● WHAT IS BEING ASKED: Start at the top line and retype the data exactly through to the end.

● Point-per-instance localization data:
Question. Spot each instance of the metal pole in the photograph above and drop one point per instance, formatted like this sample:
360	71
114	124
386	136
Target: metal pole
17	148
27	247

● WRITTEN SOLUTION:
Question. Spot each instance of the metal pole in the photograph above and drop one point per instance, formatted like this sample:
360	71
114	124
386	136
Target: metal pole
17	148
27	247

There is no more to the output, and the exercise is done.